Tuesday. 05.11.2024

Finns love sheath knives. And they manufacture them like no other people, from elements such as wood and bone that their own natural environment provides them.

A sheath knife (or 'puukko', as they are called in Finland) is an essential instrument for those people who love life in contact with nature. Finnish men and women always carry one when leave the comforts of their homes and jump into the wild, in search for relaxing experiences throughout the woods or activities such as hunting and fishing.

A puukko is also an omnipresent item in the thousands of cottages that are all over the country.

Knife-puukko-purchase-sale-by-Foreigner.fiA man purchasing a puukko from a stand of the International Market that runs through Finland. Photo: © Foreigner.fi.

# [Extracted records]

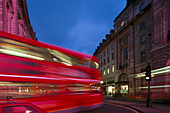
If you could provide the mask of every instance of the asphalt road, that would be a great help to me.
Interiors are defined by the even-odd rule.
[[[105,103],[102,107],[96,108],[85,113],[139,113],[132,108],[116,104]]]

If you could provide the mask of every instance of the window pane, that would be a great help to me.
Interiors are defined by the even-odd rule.
[[[141,40],[141,44],[144,44],[145,43],[145,35],[142,35],[140,40]]]
[[[110,69],[109,69],[109,67],[107,67],[107,74],[109,74],[110,73]]]
[[[114,72],[115,68],[114,68],[114,64],[112,65],[112,72]]]

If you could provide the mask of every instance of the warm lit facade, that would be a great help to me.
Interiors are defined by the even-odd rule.
[[[114,20],[114,30],[94,52],[101,63],[104,91],[113,96],[146,97],[147,82],[141,75],[148,63],[152,70],[170,66],[169,33],[169,0],[127,0]],[[169,71],[155,75],[151,86],[169,86],[169,76]],[[163,87],[162,93],[170,98],[169,87]]]
[[[0,0],[0,30],[33,40],[26,0]]]

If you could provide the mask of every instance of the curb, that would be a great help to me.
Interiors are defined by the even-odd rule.
[[[115,102],[106,102],[105,103],[110,103],[110,104],[115,104],[115,105],[120,105],[120,106],[125,106],[125,107],[128,107],[128,108],[131,108],[131,109],[134,109],[135,111],[139,112],[139,113],[145,113],[137,108],[134,108],[132,106],[128,106],[128,105],[124,105],[124,104],[120,104],[120,103],[115,103]]]

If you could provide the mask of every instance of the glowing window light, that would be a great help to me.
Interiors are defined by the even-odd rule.
[[[103,84],[103,81],[100,81],[100,84]]]
[[[150,86],[150,88],[163,88],[163,87],[170,87],[170,85],[162,85],[162,86]],[[146,89],[148,87],[138,87],[138,88],[143,88],[143,89]]]
[[[19,52],[16,52],[16,51],[10,51],[10,50],[6,50],[6,49],[0,49],[0,52],[5,53],[5,54],[15,55],[15,56],[22,56],[22,57],[27,57],[27,58],[37,59],[37,60],[44,60],[43,58],[40,58],[40,57],[27,55],[27,54],[24,54],[24,53],[19,53]]]
[[[31,113],[32,111],[30,111],[30,110],[27,110],[25,113]]]
[[[107,68],[107,74],[109,74],[110,73],[110,69],[109,69],[109,67]]]

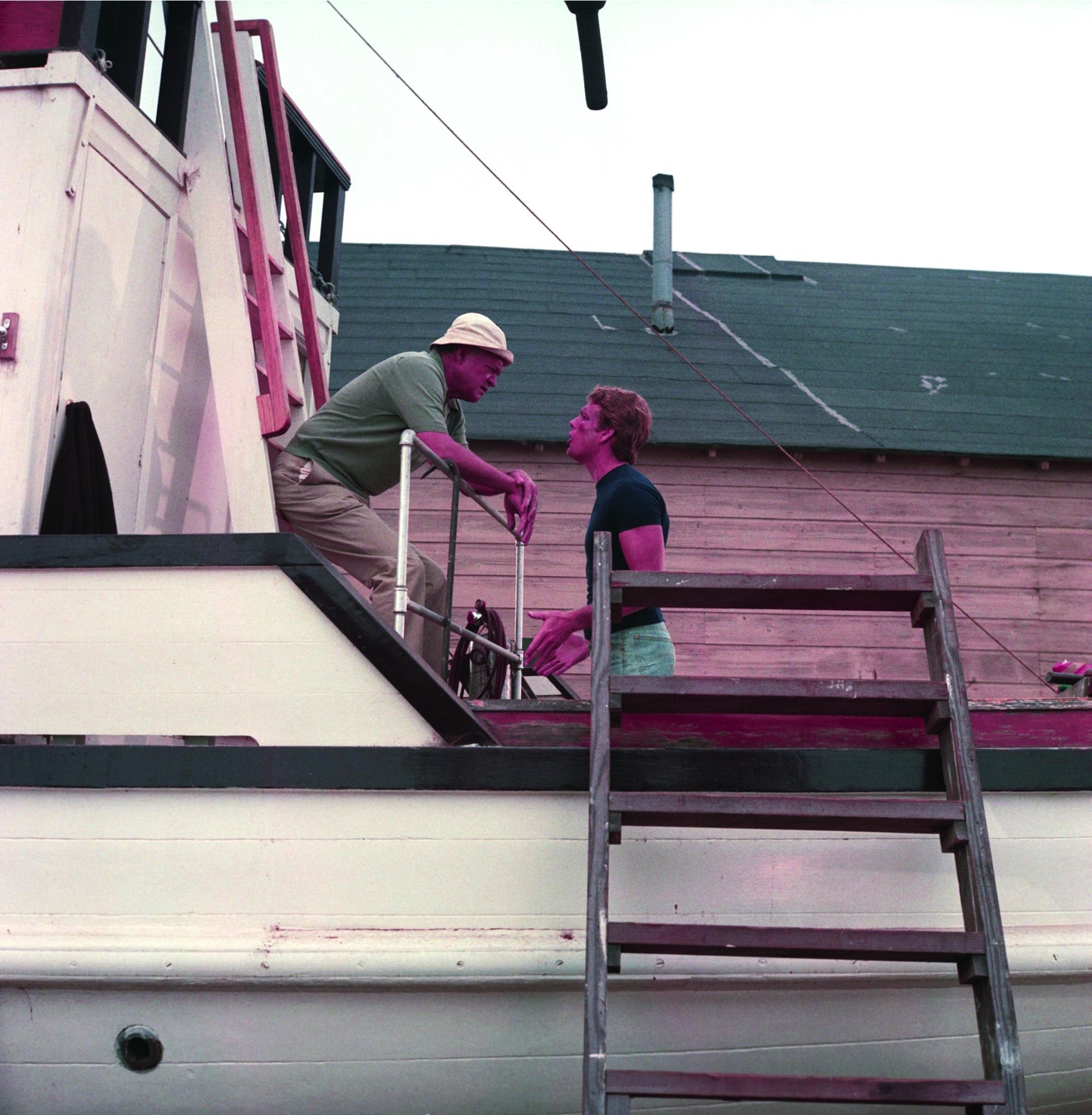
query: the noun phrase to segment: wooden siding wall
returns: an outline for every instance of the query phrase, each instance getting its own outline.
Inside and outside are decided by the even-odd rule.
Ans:
[[[473,428],[473,415],[471,416]],[[564,447],[512,443],[475,448],[500,468],[525,468],[540,484],[526,554],[526,607],[584,602],[583,533],[593,488]],[[921,530],[944,531],[956,603],[1042,677],[1061,658],[1092,659],[1092,464],[953,457],[806,454],[803,463],[900,553],[912,560]],[[660,487],[671,515],[669,569],[740,573],[896,573],[885,550],[774,450],[647,447],[638,467]],[[448,483],[437,474],[412,489],[410,541],[446,560]],[[394,523],[397,491],[375,506]],[[504,615],[511,633],[514,555],[510,540],[463,500],[455,579],[456,618],[475,598]],[[462,612],[463,617],[458,613]],[[910,679],[927,677],[920,632],[901,618],[839,613],[675,612],[667,617],[678,672]],[[538,622],[526,624],[533,634]],[[1044,697],[986,634],[960,618],[970,696]],[[572,675],[587,689],[587,663]]]

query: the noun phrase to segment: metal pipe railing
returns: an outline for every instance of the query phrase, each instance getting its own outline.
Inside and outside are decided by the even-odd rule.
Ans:
[[[413,454],[417,450],[429,460],[435,468],[438,468],[448,479],[452,482],[452,526],[451,535],[448,542],[448,579],[447,579],[447,615],[441,615],[438,612],[434,612],[422,604],[409,600],[409,595],[406,589],[407,580],[407,566],[409,564],[409,474],[413,469]],[[423,619],[428,620],[432,623],[438,623],[445,630],[450,629],[457,632],[461,636],[465,636],[473,642],[480,646],[487,647],[494,653],[500,655],[501,658],[512,663],[512,687],[511,697],[513,700],[518,700],[523,689],[523,560],[524,560],[524,544],[520,541],[514,530],[510,530],[508,525],[508,518],[496,510],[491,503],[486,503],[484,496],[481,496],[475,492],[467,483],[462,478],[458,473],[458,468],[450,462],[445,460],[443,457],[433,453],[432,449],[425,445],[421,438],[412,430],[403,430],[402,437],[398,439],[398,452],[400,454],[400,468],[399,468],[399,481],[398,481],[398,558],[397,566],[395,569],[395,631],[398,632],[403,638],[406,634],[406,613],[413,612],[415,615],[421,615]],[[455,623],[451,618],[452,609],[452,582],[454,581],[454,552],[455,552],[455,515],[457,514],[457,497],[456,492],[462,492],[464,495],[470,496],[483,511],[490,514],[496,520],[501,526],[508,531],[515,539],[515,650],[509,650],[506,647],[500,647],[497,643],[492,642],[484,636],[480,636],[474,631],[468,631],[460,623]]]

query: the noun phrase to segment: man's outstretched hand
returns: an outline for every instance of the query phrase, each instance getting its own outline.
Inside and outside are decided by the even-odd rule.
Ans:
[[[582,662],[590,653],[588,640],[578,631],[569,636],[552,655],[539,655],[532,668],[542,677],[554,677],[564,673],[577,662]]]
[[[513,468],[509,476],[516,483],[514,492],[504,496],[504,510],[508,513],[509,530],[515,531],[523,543],[531,541],[534,531],[534,517],[539,513],[539,488],[534,481],[522,468]],[[519,529],[516,530],[516,522]]]
[[[591,653],[588,640],[579,633],[580,618],[576,613],[529,611],[528,615],[542,620],[524,656],[537,673],[563,673]]]

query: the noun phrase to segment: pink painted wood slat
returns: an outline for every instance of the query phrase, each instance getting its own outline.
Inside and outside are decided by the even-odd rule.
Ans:
[[[273,138],[277,143],[277,162],[281,168],[281,190],[284,192],[284,216],[288,239],[292,245],[292,268],[296,272],[296,292],[300,300],[300,318],[303,321],[303,346],[307,367],[311,379],[311,395],[315,409],[323,406],[328,396],[326,375],[322,367],[322,348],[319,343],[318,317],[315,312],[315,291],[311,288],[311,270],[307,254],[307,230],[300,209],[299,192],[292,163],[292,145],[288,136],[288,112],[284,107],[284,89],[281,70],[277,61],[277,43],[273,28],[268,19],[244,19],[235,25],[240,31],[257,35],[262,45],[262,65],[265,67],[265,83],[269,90],[269,109],[273,123]]]
[[[224,85],[228,87],[228,115],[235,142],[235,163],[239,168],[239,188],[243,195],[243,220],[251,260],[262,260],[253,268],[254,299],[261,327],[262,366],[269,381],[269,391],[258,396],[258,413],[264,437],[283,434],[289,427],[288,389],[281,366],[279,321],[273,304],[273,283],[269,272],[269,254],[262,233],[258,209],[258,188],[254,166],[250,155],[250,132],[243,109],[242,84],[239,74],[239,54],[235,49],[235,25],[228,0],[216,0],[216,25],[220,32],[220,52],[224,64]]]

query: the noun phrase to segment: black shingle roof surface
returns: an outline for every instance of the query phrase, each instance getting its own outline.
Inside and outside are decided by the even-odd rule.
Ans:
[[[649,312],[644,258],[584,258]],[[673,343],[786,446],[1092,457],[1092,279],[686,252],[674,285]],[[563,442],[603,382],[648,399],[655,442],[766,444],[568,253],[346,244],[338,293],[335,389],[467,310],[504,329],[472,439]]]

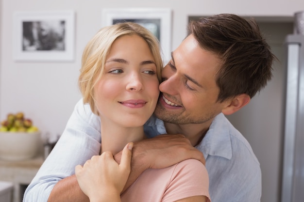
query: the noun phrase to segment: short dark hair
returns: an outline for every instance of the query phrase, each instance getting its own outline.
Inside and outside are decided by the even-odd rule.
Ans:
[[[188,30],[202,48],[222,61],[216,78],[218,101],[242,93],[252,98],[272,77],[276,58],[253,18],[217,15],[192,21]]]

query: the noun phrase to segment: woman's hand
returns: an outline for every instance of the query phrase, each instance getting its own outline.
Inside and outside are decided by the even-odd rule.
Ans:
[[[125,146],[119,165],[111,152],[105,152],[92,156],[83,167],[80,165],[76,167],[79,186],[90,202],[120,201],[120,193],[131,170],[133,147],[133,142]]]

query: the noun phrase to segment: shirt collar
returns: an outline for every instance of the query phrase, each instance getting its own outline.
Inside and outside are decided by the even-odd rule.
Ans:
[[[203,140],[196,148],[203,152],[205,159],[208,155],[232,157],[232,146],[229,122],[224,114],[220,113],[214,119]]]

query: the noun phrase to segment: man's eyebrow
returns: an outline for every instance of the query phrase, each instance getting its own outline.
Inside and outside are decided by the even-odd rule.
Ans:
[[[171,58],[172,58],[172,61],[173,61],[173,63],[175,64],[175,62],[174,62],[174,58],[173,56],[173,52],[171,52]],[[187,75],[186,74],[184,74],[183,75],[185,77],[187,78],[188,80],[191,81],[192,83],[194,83],[197,86],[201,88],[203,88],[203,86],[202,86],[202,85],[200,84],[200,83],[198,82],[197,82],[196,80],[195,80],[195,79],[194,79],[193,78],[190,77],[189,75]]]

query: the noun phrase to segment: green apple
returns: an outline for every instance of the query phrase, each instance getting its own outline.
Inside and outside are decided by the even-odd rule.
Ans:
[[[16,119],[14,123],[14,126],[17,128],[23,126],[23,121],[21,119]]]
[[[23,125],[27,128],[29,128],[32,126],[33,122],[30,119],[26,119],[23,121]]]
[[[32,126],[30,127],[29,128],[28,128],[27,130],[26,130],[26,131],[28,133],[31,133],[31,132],[37,132],[38,130],[39,129],[38,129],[37,127]]]
[[[17,132],[18,131],[18,128],[17,128],[16,127],[12,127],[11,128],[10,128],[10,130],[9,130],[9,132]]]
[[[8,130],[7,127],[2,126],[0,127],[0,132],[7,132]]]
[[[17,119],[22,120],[24,118],[24,114],[22,112],[18,112],[15,115],[15,116]]]
[[[27,128],[24,126],[20,127],[18,128],[18,132],[26,132]]]

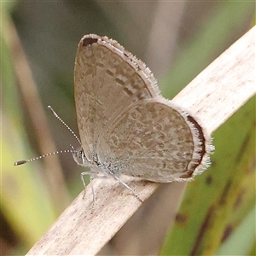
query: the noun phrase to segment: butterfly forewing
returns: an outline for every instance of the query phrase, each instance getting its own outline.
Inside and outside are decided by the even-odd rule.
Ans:
[[[79,44],[74,84],[82,147],[89,160],[108,123],[131,103],[160,93],[142,61],[116,41],[96,35],[84,36]]]

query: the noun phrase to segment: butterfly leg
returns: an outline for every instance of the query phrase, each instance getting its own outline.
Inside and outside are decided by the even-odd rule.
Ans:
[[[133,195],[141,202],[143,202],[143,201],[135,193],[135,191],[129,187],[125,183],[124,183],[117,175],[112,173],[113,177],[118,180],[122,185],[124,185],[126,189],[128,189],[132,194]]]
[[[93,208],[96,205],[96,194],[95,194],[95,190],[94,190],[94,188],[93,188],[93,183],[92,183],[92,181],[95,179],[95,178],[107,178],[107,176],[97,176],[97,173],[95,173],[95,172],[84,172],[81,173],[81,180],[83,182],[83,184],[84,184],[84,196],[83,198],[85,197],[85,194],[86,194],[86,184],[85,184],[85,181],[84,181],[84,176],[90,176],[90,186],[91,186],[91,192],[92,192],[92,197],[93,197]]]

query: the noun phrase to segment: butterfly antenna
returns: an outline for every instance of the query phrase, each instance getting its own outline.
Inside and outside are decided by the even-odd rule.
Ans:
[[[74,133],[74,131],[73,131],[73,130],[58,116],[58,114],[53,110],[53,108],[50,106],[48,106],[48,108],[50,109],[50,111],[53,113],[53,114],[55,115],[55,117],[61,121],[67,128],[67,130],[73,135],[73,137],[77,139],[77,141],[79,143],[79,144],[81,145],[81,142],[79,140],[79,138],[78,137],[78,136]]]
[[[20,166],[20,165],[26,164],[27,162],[32,162],[32,161],[37,160],[38,159],[42,159],[42,158],[44,158],[46,156],[52,155],[52,154],[62,154],[62,153],[73,153],[74,151],[75,151],[74,149],[67,149],[67,150],[55,151],[55,152],[45,154],[43,154],[43,155],[40,155],[40,156],[37,156],[37,157],[32,158],[32,159],[28,159],[28,160],[20,160],[20,161],[15,162],[15,166]]]

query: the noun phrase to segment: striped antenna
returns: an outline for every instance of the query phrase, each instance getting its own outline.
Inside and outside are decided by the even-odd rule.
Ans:
[[[54,111],[54,109],[50,106],[48,106],[48,108],[49,108],[50,111],[55,115],[55,117],[59,121],[61,121],[61,123],[62,123],[64,125],[64,126],[66,126],[67,128],[67,130],[73,135],[73,137],[76,138],[76,140],[81,145],[81,142],[80,142],[79,138],[78,137],[78,136],[74,133],[74,131],[58,116],[58,114]],[[42,158],[44,158],[46,156],[52,155],[52,154],[62,154],[62,153],[73,153],[76,150],[74,150],[73,147],[71,146],[71,149],[55,151],[55,152],[45,154],[43,154],[43,155],[39,155],[39,156],[37,156],[37,157],[32,158],[32,159],[28,159],[28,160],[20,160],[20,161],[15,162],[15,166],[20,166],[20,165],[26,164],[27,162],[32,162],[32,161],[37,160],[38,159],[42,159]]]
[[[27,162],[32,162],[32,161],[34,161],[36,160],[38,160],[38,159],[41,159],[41,158],[44,158],[46,156],[52,155],[52,154],[61,154],[61,153],[73,153],[74,151],[75,150],[73,150],[73,149],[67,149],[67,150],[55,151],[55,152],[45,154],[43,154],[43,155],[40,155],[40,156],[37,156],[37,157],[32,158],[32,159],[28,159],[28,160],[20,160],[20,161],[15,162],[15,166],[20,166],[20,165],[26,164]]]

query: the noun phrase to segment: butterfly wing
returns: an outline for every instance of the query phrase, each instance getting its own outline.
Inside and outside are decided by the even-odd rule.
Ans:
[[[150,70],[116,41],[84,36],[78,47],[74,95],[82,147],[96,154],[99,136],[131,103],[160,95]]]
[[[115,174],[154,182],[188,180],[209,164],[210,141],[198,123],[158,96],[137,102],[104,130],[98,153]]]

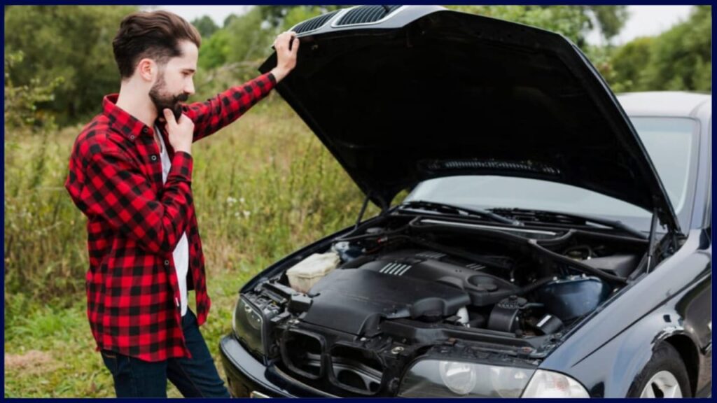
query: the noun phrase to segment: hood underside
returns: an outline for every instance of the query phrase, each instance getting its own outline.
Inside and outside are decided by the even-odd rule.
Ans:
[[[346,13],[299,32],[277,90],[382,208],[425,179],[500,175],[615,197],[679,230],[627,115],[564,37],[432,6],[337,27]]]

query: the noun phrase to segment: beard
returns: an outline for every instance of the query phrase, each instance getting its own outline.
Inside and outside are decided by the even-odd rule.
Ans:
[[[164,81],[164,74],[161,73],[157,82],[149,90],[149,98],[154,103],[154,107],[157,108],[157,114],[161,117],[164,114],[164,110],[168,109],[174,114],[174,118],[177,120],[181,116],[181,104],[189,98],[189,94],[181,93],[176,95],[167,94],[164,91],[166,83]]]

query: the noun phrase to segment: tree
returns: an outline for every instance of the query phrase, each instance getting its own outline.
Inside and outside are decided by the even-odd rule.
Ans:
[[[645,69],[645,87],[712,90],[712,7],[695,6],[687,21],[658,36]]]
[[[650,60],[655,39],[637,38],[617,48],[611,57],[609,68],[614,72],[609,78],[619,92],[640,91],[645,86],[645,62]]]
[[[711,91],[711,13],[710,6],[695,6],[686,21],[660,35],[616,49],[610,85],[626,91]]]
[[[559,32],[583,47],[597,24],[603,37],[617,35],[627,19],[625,6],[453,6],[448,8]]]
[[[214,20],[205,15],[201,18],[196,18],[191,22],[191,24],[196,27],[197,31],[201,35],[202,39],[208,39],[212,34],[217,32],[219,27],[214,23]]]
[[[54,99],[38,107],[58,123],[80,120],[99,111],[103,95],[116,92],[119,74],[112,39],[133,6],[12,6],[5,9],[5,51],[24,57],[9,67],[14,84],[33,80],[63,82]]]

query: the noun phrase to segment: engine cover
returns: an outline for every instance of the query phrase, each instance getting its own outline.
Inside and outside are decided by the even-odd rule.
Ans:
[[[450,316],[470,303],[455,287],[361,269],[333,270],[309,295],[311,306],[302,321],[358,336],[378,331],[381,318]]]
[[[444,318],[484,306],[517,289],[481,270],[442,260],[437,252],[402,250],[354,268],[333,270],[309,291],[304,321],[356,335],[378,331],[381,318]]]

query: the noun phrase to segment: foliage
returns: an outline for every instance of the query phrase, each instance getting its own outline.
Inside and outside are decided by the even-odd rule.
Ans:
[[[623,90],[712,90],[712,9],[695,6],[686,21],[638,38],[611,58],[613,87]]]
[[[16,85],[34,79],[64,80],[52,102],[40,106],[57,114],[60,123],[98,110],[100,100],[115,92],[119,75],[112,39],[132,6],[10,6],[5,8],[5,50],[22,51],[10,70]]]
[[[52,141],[15,137],[6,148],[6,298],[48,301],[84,290],[86,219],[63,187],[80,130]],[[195,148],[192,189],[210,267],[260,268],[358,214],[360,191],[282,103],[265,100]]]
[[[37,105],[54,100],[54,92],[62,84],[62,78],[57,77],[43,84],[39,78],[34,77],[27,85],[15,85],[11,72],[22,62],[24,57],[22,51],[5,54],[5,131],[52,129],[54,128],[53,116],[38,110]]]
[[[191,22],[191,24],[199,32],[202,41],[209,39],[212,34],[219,29],[217,24],[214,23],[214,21],[212,19],[212,17],[207,15],[194,19]]]
[[[226,63],[258,61],[268,56],[277,31],[262,27],[263,21],[260,7],[252,7],[246,14],[232,19],[226,27],[215,32],[202,45],[200,67],[216,68]]]
[[[627,19],[625,6],[454,6],[452,9],[559,32],[579,47],[597,24],[609,39]]]

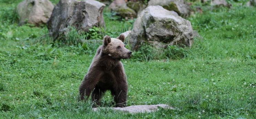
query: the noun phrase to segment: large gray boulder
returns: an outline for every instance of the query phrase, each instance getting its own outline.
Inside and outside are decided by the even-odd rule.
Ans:
[[[189,16],[191,9],[188,3],[184,0],[150,0],[148,6],[160,6],[169,10],[173,10],[179,15]]]
[[[122,18],[132,19],[137,16],[135,11],[127,7],[124,0],[114,0],[109,7]]]
[[[211,1],[212,6],[227,6],[227,2],[225,0],[213,0]]]
[[[50,35],[55,39],[60,33],[68,30],[68,26],[85,32],[94,26],[104,26],[103,12],[105,6],[93,0],[60,0],[47,22]]]
[[[136,50],[145,42],[157,48],[169,45],[191,46],[193,39],[190,22],[173,12],[159,6],[145,9],[126,38],[132,50]]]
[[[46,23],[54,7],[48,0],[24,0],[16,8],[19,24],[28,23],[38,25]]]
[[[159,108],[164,109],[174,109],[168,105],[165,104],[158,104],[156,105],[140,105],[130,106],[127,107],[99,107],[92,109],[94,111],[97,111],[100,109],[112,109],[115,110],[119,110],[125,112],[131,113],[137,113],[151,112],[157,111]]]

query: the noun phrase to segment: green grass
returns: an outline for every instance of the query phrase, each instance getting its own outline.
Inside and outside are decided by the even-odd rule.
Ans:
[[[255,8],[235,4],[196,14],[188,19],[203,39],[195,39],[191,48],[171,47],[165,53],[171,55],[168,58],[148,56],[153,51],[145,46],[139,51],[143,53],[123,60],[128,106],[177,109],[131,115],[94,112],[90,101],[77,102],[95,47],[38,42],[47,28],[18,26],[15,14],[6,10],[18,3],[0,4],[0,118],[256,118]],[[112,37],[131,28],[132,21],[113,20],[107,14],[105,30]],[[108,92],[102,106],[112,107],[112,101]]]

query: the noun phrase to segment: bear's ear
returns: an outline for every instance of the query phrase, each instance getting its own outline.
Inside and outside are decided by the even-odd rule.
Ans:
[[[118,36],[116,38],[120,40],[122,42],[124,42],[124,41],[125,41],[125,35],[122,34],[121,34],[119,36]]]
[[[111,38],[108,35],[106,35],[104,36],[103,38],[103,43],[104,45],[107,45],[108,43],[110,43],[111,42]]]

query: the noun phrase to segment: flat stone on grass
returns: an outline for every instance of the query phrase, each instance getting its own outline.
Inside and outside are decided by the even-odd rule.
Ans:
[[[93,108],[94,111],[97,111],[100,109],[113,109],[115,110],[122,111],[131,113],[137,113],[151,112],[157,110],[159,107],[166,109],[174,109],[168,105],[158,104],[155,105],[139,105],[131,106],[126,107],[98,107]]]

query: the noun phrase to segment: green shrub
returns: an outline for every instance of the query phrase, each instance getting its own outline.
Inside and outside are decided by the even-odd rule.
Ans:
[[[148,44],[141,43],[137,51],[132,52],[132,59],[135,61],[147,61],[155,59],[157,50]]]
[[[188,56],[189,51],[177,45],[168,46],[164,50],[162,55],[166,58],[179,59]]]
[[[14,23],[18,22],[19,17],[16,12],[15,7],[1,9],[0,11],[0,20],[2,21],[5,21]]]

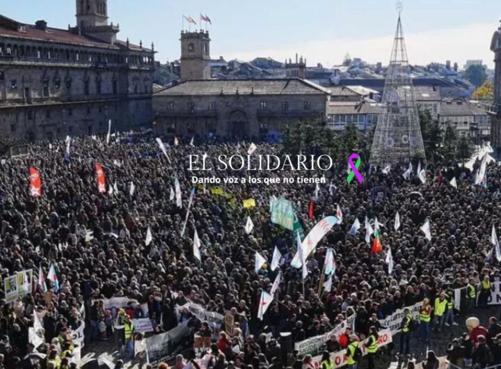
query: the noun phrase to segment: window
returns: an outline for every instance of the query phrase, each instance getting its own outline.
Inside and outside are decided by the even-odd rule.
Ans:
[[[42,90],[43,97],[49,97],[49,81],[44,81],[42,84],[43,84],[43,90]]]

# [The tasks]
1. Transcribe the passage on Finnish sheath knives from "Finns love sheath knives." to "Photo: © Foreigner.fi.".
2. Pick up the passage on Finnish sheath knives from its last sentence and keep writing.
The rows were taken from a different source than the text.

# [Expected outputs]
1.
Finns love sheath knives. And they manufacture them like no other people, from elements such as wood and bone that their own natural environment provides them.

A sheath knife (or 'puukko', as they are called in Finland) is an essential instrument for those people who love life in contact with nature. Finnish men and women always carry one when leave the comforts of their homes and jump into the wild, in search for relaxing experiences throughout the woods or activities such as hunting and fishing.

A puukko is also an omnipresent item in the thousands of cottages that are all over the country.

Knife-puukko-purchase-sale-by-Foreigner.fiA man purchasing a puukko from a stand of the International Market that runs through Finland. Photo: © Foreigner.fi.

2.
Finns get their first knife very soon, during childhood, and learn to handle it as a part of their apprenticeship for life. Finland is a hard country, where the eternal struggle between the human being and the environment lasts for much of the year. And especially in the northernmost areas, humans are far from dominating the forces of nature.

Therefore, "the carrying of the puukko has been in the north since ancient times the symbol of a free man", explains Teppo Korhonen, Professor of ethnology of the University of Turku, in an article included in the book 'Finland, a cultural encyclopedia', published by the prestigious Finnish Literature Society.

The last relic

According to Professor Korhonen, "the iron puukko has remained in the hand of man and -on a smaller scale- woman for 2,000 years". "The puukko with its sheath is the last relic of the folk costume of Finnish man". And as such it can be seen by the side of builders, fishermen, huntsmen and ordinary holidaymakers.

Puukko-knife-market-pink-saleNew colours for the new times. Photo: © Foreigner.fi.

The blade and handle of the traditional puukko are both, in length, equal to the width of the user's palm. Since the blade is straight on the back and curved on the cutting edge, the point is asymmetrical (unlike the dagger, whose blade is always symmetrical).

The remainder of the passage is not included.